--- START ---
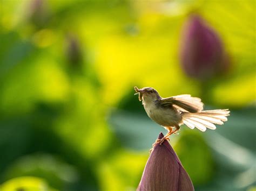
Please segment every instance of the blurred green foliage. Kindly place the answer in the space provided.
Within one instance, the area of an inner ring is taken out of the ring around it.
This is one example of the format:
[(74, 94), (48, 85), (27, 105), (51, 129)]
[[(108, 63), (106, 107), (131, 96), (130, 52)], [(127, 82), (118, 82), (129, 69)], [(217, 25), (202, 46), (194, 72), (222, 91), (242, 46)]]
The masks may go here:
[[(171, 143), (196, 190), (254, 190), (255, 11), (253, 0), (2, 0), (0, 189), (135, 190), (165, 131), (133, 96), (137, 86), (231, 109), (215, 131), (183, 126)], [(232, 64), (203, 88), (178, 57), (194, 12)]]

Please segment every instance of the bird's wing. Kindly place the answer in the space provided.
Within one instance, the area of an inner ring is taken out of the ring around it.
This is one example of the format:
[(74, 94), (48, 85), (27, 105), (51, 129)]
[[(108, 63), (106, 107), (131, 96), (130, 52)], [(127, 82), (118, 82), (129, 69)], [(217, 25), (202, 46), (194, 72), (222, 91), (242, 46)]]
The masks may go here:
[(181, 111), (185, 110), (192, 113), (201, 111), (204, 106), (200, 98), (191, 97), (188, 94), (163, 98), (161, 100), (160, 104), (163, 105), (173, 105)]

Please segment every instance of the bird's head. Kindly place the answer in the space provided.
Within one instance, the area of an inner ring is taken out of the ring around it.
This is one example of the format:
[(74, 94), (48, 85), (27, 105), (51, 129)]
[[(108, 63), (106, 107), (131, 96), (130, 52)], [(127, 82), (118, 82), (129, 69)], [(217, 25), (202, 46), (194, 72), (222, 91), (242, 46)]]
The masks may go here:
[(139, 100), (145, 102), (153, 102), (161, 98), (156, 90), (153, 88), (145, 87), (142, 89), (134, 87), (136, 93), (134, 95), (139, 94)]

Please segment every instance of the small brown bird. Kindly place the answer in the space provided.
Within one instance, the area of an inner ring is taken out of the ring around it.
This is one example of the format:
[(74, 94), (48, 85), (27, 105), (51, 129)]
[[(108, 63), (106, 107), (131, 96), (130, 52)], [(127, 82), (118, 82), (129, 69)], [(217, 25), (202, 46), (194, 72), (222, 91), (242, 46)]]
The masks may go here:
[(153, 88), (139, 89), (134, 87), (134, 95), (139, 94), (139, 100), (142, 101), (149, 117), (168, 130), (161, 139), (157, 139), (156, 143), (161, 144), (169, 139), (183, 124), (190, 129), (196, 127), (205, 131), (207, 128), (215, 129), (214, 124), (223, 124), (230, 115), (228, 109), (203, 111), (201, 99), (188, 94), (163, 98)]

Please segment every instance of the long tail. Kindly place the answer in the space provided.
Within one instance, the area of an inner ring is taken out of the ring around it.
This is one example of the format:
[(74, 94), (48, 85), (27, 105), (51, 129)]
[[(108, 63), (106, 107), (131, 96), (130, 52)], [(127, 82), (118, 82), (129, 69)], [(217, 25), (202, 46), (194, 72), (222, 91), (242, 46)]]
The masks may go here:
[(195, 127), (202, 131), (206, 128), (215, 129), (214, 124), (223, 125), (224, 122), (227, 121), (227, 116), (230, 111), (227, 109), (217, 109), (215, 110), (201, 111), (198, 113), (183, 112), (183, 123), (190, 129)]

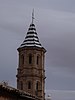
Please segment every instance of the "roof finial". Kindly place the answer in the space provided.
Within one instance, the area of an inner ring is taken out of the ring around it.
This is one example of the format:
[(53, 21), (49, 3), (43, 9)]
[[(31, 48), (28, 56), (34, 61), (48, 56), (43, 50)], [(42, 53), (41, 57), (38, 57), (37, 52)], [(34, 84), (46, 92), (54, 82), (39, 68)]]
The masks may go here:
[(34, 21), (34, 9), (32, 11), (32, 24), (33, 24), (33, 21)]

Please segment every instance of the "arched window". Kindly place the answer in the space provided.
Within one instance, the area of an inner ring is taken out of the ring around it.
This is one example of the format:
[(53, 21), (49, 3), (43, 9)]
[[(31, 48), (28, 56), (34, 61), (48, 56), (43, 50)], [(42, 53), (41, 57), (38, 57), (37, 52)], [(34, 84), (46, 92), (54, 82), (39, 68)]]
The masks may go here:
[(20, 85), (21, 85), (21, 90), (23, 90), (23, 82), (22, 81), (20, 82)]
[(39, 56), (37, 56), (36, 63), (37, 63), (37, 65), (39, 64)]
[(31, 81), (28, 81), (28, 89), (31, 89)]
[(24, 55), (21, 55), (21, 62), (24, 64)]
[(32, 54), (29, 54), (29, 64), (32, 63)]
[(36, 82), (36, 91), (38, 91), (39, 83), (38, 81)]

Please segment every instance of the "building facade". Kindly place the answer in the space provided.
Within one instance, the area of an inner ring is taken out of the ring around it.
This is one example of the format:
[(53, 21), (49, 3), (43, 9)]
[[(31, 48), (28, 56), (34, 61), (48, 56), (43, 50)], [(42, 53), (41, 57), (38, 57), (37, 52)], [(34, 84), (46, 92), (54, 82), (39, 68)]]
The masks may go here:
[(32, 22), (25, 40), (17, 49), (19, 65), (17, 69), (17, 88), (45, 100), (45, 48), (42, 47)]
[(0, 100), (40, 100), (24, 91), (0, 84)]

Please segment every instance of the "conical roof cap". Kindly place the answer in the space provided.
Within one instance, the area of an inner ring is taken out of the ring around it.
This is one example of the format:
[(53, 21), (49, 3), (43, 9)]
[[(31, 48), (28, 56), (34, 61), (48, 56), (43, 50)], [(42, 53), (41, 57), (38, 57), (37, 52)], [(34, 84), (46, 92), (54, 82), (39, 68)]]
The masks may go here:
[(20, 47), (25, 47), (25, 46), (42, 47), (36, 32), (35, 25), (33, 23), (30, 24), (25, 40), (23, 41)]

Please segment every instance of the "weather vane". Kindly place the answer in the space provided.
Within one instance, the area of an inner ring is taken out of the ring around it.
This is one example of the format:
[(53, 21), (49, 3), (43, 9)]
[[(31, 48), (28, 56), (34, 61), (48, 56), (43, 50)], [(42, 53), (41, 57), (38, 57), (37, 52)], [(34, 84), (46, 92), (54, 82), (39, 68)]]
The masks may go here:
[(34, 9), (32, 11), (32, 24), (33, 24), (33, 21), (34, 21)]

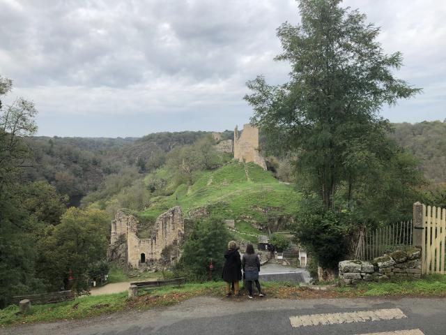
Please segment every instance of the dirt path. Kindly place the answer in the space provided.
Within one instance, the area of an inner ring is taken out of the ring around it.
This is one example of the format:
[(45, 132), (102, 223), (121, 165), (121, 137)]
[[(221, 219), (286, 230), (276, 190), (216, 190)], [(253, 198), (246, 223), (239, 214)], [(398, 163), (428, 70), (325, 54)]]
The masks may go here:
--- END ---
◆ **To be done**
Copy all the entries above word for word, leaving out the pictures.

◆ **Correct response**
Please segment every instance of the blurred green foliage. Kindly place the answer in the space provided.
Within one instance, the area of an inner ring is taken out of the ring around it.
This is one example of the format:
[(74, 94), (48, 85), (27, 105), (51, 129)]
[[(108, 63), (106, 107), (131, 96), (130, 52)], [(127, 82), (118, 82), (129, 69)], [(217, 25), (202, 46), (194, 72), (222, 91), (242, 46)]]
The masks may go here:
[[(171, 143), (196, 190), (254, 190), (255, 11), (253, 0), (2, 0), (0, 189), (135, 190), (165, 131), (133, 96), (137, 86), (231, 109), (215, 131), (183, 126)], [(232, 64), (203, 88), (178, 57), (194, 12)]]

Please segment every instance of the bird's wing. Kindly place the answer in the space provided.
Within one instance, the area of an inner ring is taken out of the ring around it.
This is one example of the format:
[(74, 94), (48, 85), (27, 105), (51, 129)]
[[(108, 63), (106, 107), (131, 96), (130, 52)], [(127, 82), (118, 82), (129, 69)], [(217, 25), (202, 46), (194, 72), (222, 91), (242, 46)]]
The masks may go here:
[(181, 111), (185, 110), (192, 113), (201, 111), (204, 106), (200, 98), (191, 97), (188, 94), (163, 98), (161, 100), (160, 104), (163, 105), (173, 105)]

Please segment every instance of the bird's head. Kindly place the answer in the space provided.
Within one instance, the area of an inner ring is taken out of the ring around it.
This is one example of the format:
[(74, 94), (48, 85), (27, 105), (51, 129)]
[[(108, 63), (106, 107), (131, 96), (130, 52)], [(127, 82), (118, 82), (129, 69)], [(217, 25), (202, 46), (194, 72), (222, 91), (242, 46)]]
The masks may go here:
[(139, 100), (145, 102), (153, 102), (161, 98), (156, 90), (153, 88), (145, 87), (142, 89), (134, 87), (136, 93), (134, 95), (139, 94)]

Please segment every instance of the small brown bird. Kindly place the answer in the space provided.
Within one instance, the area of an inner ring is taken out of the ring around it.
This is one example of the format:
[(74, 94), (48, 85), (27, 105), (51, 129)]
[[(108, 63), (106, 107), (131, 96), (130, 52)], [(127, 82), (118, 82), (129, 69)], [(217, 25), (202, 46), (194, 72), (222, 91), (242, 46)]]
The masks may go here:
[(153, 88), (139, 89), (134, 87), (134, 95), (139, 94), (139, 100), (142, 101), (149, 117), (168, 130), (161, 139), (157, 139), (156, 143), (161, 144), (169, 139), (183, 124), (190, 129), (196, 127), (205, 131), (207, 128), (215, 129), (214, 124), (223, 124), (230, 115), (228, 109), (203, 111), (201, 99), (188, 94), (163, 98)]

Please segment every instance of the long tail. Kindly place the answer in the space provided.
Within one instance, the area of an inner ring is taken out of the ring around it.
This is one example of the format:
[(74, 94), (48, 85), (27, 105), (51, 129)]
[[(108, 63), (106, 107), (131, 96), (130, 52)], [(127, 82), (118, 82), (129, 69)], [(217, 25), (202, 46), (194, 72), (222, 91), (242, 46)]]
The masks may go here:
[(195, 127), (202, 131), (206, 128), (215, 129), (214, 124), (223, 125), (224, 122), (227, 121), (227, 116), (230, 111), (227, 109), (217, 109), (215, 110), (201, 111), (198, 113), (183, 112), (183, 123), (190, 129)]

Please segment every instance of the "roof finial". Kindly place the answer in the space provided.
Within one instance, the area of an inner ring is taken out of the ring around it.
This is one example of the format:
[(53, 21), (49, 3), (43, 9)]
[[(31, 48), (28, 56), (34, 61), (48, 56), (43, 50)], [(42, 53), (41, 57), (38, 57), (37, 52)], [(34, 84), (46, 92), (54, 82), (39, 68)]]
The masks may go here:
[(34, 21), (34, 9), (32, 11), (32, 24), (33, 24), (33, 21)]

Please segment every instance of the "arched window". Kindly place the answer in the space provided.
Within one instance, the area of an inner ring is taken out of the ring around it.
This is one example of the format:
[(53, 21), (49, 3), (43, 9)]
[[(31, 48), (28, 56), (34, 61), (48, 56), (43, 50)], [(42, 53), (41, 57), (38, 57), (37, 52)], [(34, 84), (46, 92), (54, 82), (39, 68)]]
The masks may go here:
[(20, 85), (21, 85), (21, 90), (23, 90), (23, 82), (22, 81), (20, 82)]
[(39, 56), (37, 56), (36, 63), (37, 63), (37, 65), (39, 64)]
[(31, 81), (28, 81), (28, 89), (31, 89)]
[(24, 55), (21, 55), (21, 62), (24, 64)]
[(32, 54), (29, 54), (29, 64), (32, 63)]
[(36, 82), (36, 91), (38, 91), (39, 83), (38, 81)]

Please segment every instance of the "building facade". Kindly place the answer in the space provided.
Within one instance, the area of an inner ring is taken out of the ring around it.
This is one example of the format:
[(53, 21), (49, 3), (43, 9)]
[[(31, 48), (28, 56), (34, 61), (48, 56), (43, 50)], [(42, 53), (41, 57), (38, 57), (37, 52)], [(34, 84), (46, 92), (54, 82), (39, 68)]]
The masks may go here:
[(32, 22), (25, 40), (17, 49), (19, 65), (17, 69), (17, 88), (45, 100), (45, 48), (42, 47)]
[(0, 100), (40, 100), (24, 91), (0, 84)]

Please segment every instance of the "conical roof cap". Kindly place the answer in the space provided.
Within one instance, the area of an inner ring is taken out of the ring around it.
This is one example of the format:
[(53, 21), (49, 3), (43, 9)]
[[(31, 48), (28, 56), (34, 61), (48, 56), (43, 50)], [(42, 53), (41, 57), (38, 57), (37, 52)], [(34, 84), (46, 92), (54, 82), (39, 68)]]
The masks may go here:
[(20, 47), (25, 47), (25, 46), (42, 47), (36, 32), (35, 25), (33, 23), (30, 24), (25, 40), (23, 41)]

Please segment every instance of the "weather vane". Kindly place the answer in the space provided.
Within one instance, the area of an inner ring is taken out of the ring around it.
This is one example of the format:
[(53, 21), (49, 3), (43, 9)]
[[(31, 48), (28, 56), (34, 61), (48, 56), (43, 50)], [(42, 53), (41, 57), (38, 57), (37, 52)], [(34, 84), (46, 92), (54, 82), (39, 68)]]
The masks may go here:
[(34, 9), (32, 11), (32, 24), (33, 24), (33, 21), (34, 21)]

Please segment every instance of the dirt path. Kindly place the answer in the space provided.
Within one instance, the area of an inner ring is taken out of the ring around it.
This is one example of the format:
[(45, 132), (102, 223), (121, 165), (121, 137)]
[[(221, 219), (286, 230), (276, 190), (216, 190)], [(253, 198), (246, 223), (239, 214)], [(398, 163), (428, 70), (325, 54)]]
The masks may go here:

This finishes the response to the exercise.